EXERCISE PROMPT
Retype the entries in full.
(RECORDS SUPPLIED Opens)
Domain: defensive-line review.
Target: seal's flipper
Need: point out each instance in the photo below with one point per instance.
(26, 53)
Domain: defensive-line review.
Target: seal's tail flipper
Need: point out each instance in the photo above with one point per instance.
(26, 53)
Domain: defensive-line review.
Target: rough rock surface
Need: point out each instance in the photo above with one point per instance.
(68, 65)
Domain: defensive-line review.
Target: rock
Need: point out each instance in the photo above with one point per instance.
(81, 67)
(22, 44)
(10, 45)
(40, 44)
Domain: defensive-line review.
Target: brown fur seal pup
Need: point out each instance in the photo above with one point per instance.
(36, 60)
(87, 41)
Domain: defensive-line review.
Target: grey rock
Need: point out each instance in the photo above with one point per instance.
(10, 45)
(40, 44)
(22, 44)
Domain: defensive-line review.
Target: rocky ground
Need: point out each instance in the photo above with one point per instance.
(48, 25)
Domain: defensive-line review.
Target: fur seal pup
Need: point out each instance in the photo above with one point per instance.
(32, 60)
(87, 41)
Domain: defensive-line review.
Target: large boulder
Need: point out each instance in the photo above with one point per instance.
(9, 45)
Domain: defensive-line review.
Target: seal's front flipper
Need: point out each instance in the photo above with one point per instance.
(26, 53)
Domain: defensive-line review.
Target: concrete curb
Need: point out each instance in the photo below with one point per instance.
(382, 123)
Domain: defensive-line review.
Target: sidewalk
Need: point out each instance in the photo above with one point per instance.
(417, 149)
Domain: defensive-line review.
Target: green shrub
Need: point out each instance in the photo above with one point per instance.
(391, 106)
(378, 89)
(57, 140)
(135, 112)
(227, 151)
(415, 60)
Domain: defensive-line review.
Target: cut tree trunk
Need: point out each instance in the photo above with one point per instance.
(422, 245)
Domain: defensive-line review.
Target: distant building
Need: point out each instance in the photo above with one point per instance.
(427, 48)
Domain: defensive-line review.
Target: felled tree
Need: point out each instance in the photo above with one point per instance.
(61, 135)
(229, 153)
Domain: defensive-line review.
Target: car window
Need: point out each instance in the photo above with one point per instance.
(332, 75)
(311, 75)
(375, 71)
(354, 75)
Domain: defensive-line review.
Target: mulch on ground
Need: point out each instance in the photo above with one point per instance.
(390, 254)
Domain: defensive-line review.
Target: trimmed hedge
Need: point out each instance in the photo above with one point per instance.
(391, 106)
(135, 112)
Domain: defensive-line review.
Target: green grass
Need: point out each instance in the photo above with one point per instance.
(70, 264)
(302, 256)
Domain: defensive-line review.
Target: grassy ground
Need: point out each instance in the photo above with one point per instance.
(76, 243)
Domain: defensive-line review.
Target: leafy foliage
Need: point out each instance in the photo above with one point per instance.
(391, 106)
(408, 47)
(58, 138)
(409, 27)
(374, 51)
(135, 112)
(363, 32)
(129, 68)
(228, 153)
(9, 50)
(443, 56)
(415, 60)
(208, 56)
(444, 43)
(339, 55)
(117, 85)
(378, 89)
(RECORDS SUPPLIED Closes)
ANSWER SPACE
Domain: defensive-line review.
Target: seal's flipper
Need: point out each instance in the photo below with one point per instance.
(26, 53)
Domain: defensive-line review.
Target: seal's tail flipper
Need: point out each instance in the photo above with one point per instance.
(26, 53)
Domain: defensive-line review.
Target: rough rock surface
Need: point out each instance in the photo above with one point per instance.
(68, 65)
Domain: defensive-line review.
Target: rock
Need: point out each instance in the photo above with one point per instance.
(81, 67)
(22, 44)
(10, 45)
(40, 44)
Domain: defensive-line review.
Target: brown fur seal pup
Need: point out each instance in the photo above with one point per instance.
(36, 60)
(87, 41)
Domain: defensive-line review.
Target: grey rock
Need: point out each instance in the photo above with one point per instance.
(10, 45)
(40, 44)
(22, 44)
Domain: defensive-line review.
Target: rocky ground
Need: point out each instance in the photo above with one point per instance.
(48, 25)
Domain: defensive-line review.
Target: fur seal pup
Need: point out each instance in the photo above with one point per instance.
(32, 60)
(87, 41)
Domain: defensive-line review.
Target: large boulder
Need: point out each instance in the photo above with one point per instance.
(9, 45)
Domain: defensive-line review.
Target: seal's front flipper
Need: point out each instance in the photo above with one point per instance.
(26, 53)
Domain: defensive-line review.
Target: concrete curb
Need: point out each instance in the photo below with one point per instance.
(382, 123)
Domain: defensive-line review.
Target: sidewalk
Need: point out each instance in the photo above with one point per instance.
(417, 149)
Domain: defensive-line review.
Target: green shrub
Need: point out each instance in the photo above with one point per instance.
(391, 106)
(378, 89)
(57, 140)
(135, 112)
(227, 151)
(415, 60)
Domain: defensive-line review.
Target: cut tree trunk
Need: point out each instance in the photo above with one point per instance.
(422, 245)
Domain: defensive-line review.
Target: distant building
Need: point out each instance in the photo above with one point per instance.
(427, 48)
Domain: defensive-line review.
Target: felled tree
Need: point out each instance in the photo above with one point per instance.
(61, 135)
(229, 153)
Domain: defensive-line review.
Target: car window
Need: point out each instance in the photo above with one point per instance.
(332, 75)
(311, 75)
(375, 71)
(354, 75)
Domain: defensive-line review.
Target: mulch on ground
Need: point out each instance in the photo above with one point per instance.
(390, 254)
Domain: defensive-line review.
Target: trimmed hedge
Need: point out each instance in the photo above with one point per instance.
(391, 106)
(135, 112)
Domain: defensive-line review.
Target: green grass
Need: point out each instance in the photo above with one point per instance.
(70, 264)
(302, 256)
Domain: defensive-line review.
Target: grassy ground
Need: point out each instance in the photo above with one point per instance.
(76, 243)
Domain: defensive-line review.
Target: leafy foliage
Need: point out each instance in the photo above with one point per instance.
(391, 106)
(408, 47)
(58, 138)
(409, 27)
(374, 51)
(135, 112)
(363, 32)
(129, 68)
(228, 153)
(9, 50)
(443, 56)
(415, 60)
(208, 56)
(444, 43)
(339, 55)
(117, 85)
(378, 89)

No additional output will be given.